■ **TEXT BLOCK**:
System for interfacing a circuit that makes a private payphone sound like a real bell payphone

Abstract

A toll telephone that has a circuit that makes a private payphone, sound like a real Bell Co. payphone. The mic path switches off to a Central Office, and reroutes sound back to your ear piece (receiver) while not enabled by the microprocessor.

Description

BACKGROUND OF INVENTION

[0001] 1. Field of the Invention

[0002] The present invention relates to the telephony art.

[0003] 2. Description of the Prior Art

[0004] All privately owned pay telephones employing electronic circuitry in use today are designed to have the transmitter (Microphone, i.e. Mic) in a non-operational mode until the phone call is completed. This was done as an anti-fraud measure. If the Mic was turned on at all times, and therefore allowing sound and data to be passed onto a phone line, the user of the phone would be able to send information out on the line without paying for the service. If Dual Tone Multi Frequency (DTMF) tones were to be sent, a central office would consider that as the phone being dialed. Without having dialed the number through the pay phones keypad, no money would be requested or collected. This is why when a person initially picks up the handset, there is no feedback from the phone if sound (such as talking or blowing over the mouthpiece) is created into the phone. Once the call has been dialed, and the user is instructed by the pay phone to deposit the correct amount of money, and the user has, done so, the pay phone will then, and only then, dial out the DTMF tones to cause a central office (C.O.) to route the call. Once a valid connection is made, a C.O. sends an audio signal back to the phone to indicate that the call is complete and a talk path can be opened to allow verbal communication to commence. The major problem with this method is that a faulty transmitter in the handset would not be noticed until the call is considered to have gone through and the pay phone is then set to collect the money.

■ **SUPPLIED RECORDS**:
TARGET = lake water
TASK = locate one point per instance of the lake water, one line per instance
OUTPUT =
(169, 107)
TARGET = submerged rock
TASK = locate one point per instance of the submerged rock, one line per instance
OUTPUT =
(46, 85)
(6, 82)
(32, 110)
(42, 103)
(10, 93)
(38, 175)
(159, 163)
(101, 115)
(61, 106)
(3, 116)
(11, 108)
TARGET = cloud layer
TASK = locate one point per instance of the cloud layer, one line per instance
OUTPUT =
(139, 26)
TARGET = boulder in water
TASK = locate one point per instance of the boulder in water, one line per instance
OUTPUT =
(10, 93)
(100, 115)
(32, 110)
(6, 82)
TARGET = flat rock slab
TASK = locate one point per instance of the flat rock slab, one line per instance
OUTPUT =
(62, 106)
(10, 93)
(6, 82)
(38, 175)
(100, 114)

■ **GIVEN PROBLEM A**:
Decide whether each statement agrees with the payphone text, answering yes or no and quoting the deciding words: (i) Privately owned electronic pay telephones keep the microphone non-operational until the call is completed. (ii) The pay phone dials out the DTMF tones before the user deposits money. (iii) A faulty handset transmitter is noticed as soon as the handset is picked up.
■ **GIVEN PROBLEM B**:
Update the entries from the line with "TARGET = boulder in water" up to and including the last line of the entries, replacing "flat rock slab" with "stone slab" and leaving everything else unchanged.

■ **FULL OUTPUT A**:
(i) Yes: "designed to have the transmitter (Microphone, i.e. Mic) in a non-operational mode until the phone call is completed"
(ii) No: "the pay phone will then, and only then, dial out the DTMF tones to cause a central office (C.O.) to route the call"
(iii) No: "a faulty transmitter in the handset would not be noticed until the call is considered to have gone through"

■ **FULL OUTPUT B**:
TARGET = boulder in water
TASK = locate one point per instance of the boulder in water, one line per instance
OUTPUT =
(10, 93)
(100, 115)
(32, 110)
(6, 82)
TARGET = stone slab
TASK = locate one point per instance of the stone slab, one line per instance
OUTPUT =
(62, 106)
(10, 93)
(6, 82)
(38, 175)
(100, 114)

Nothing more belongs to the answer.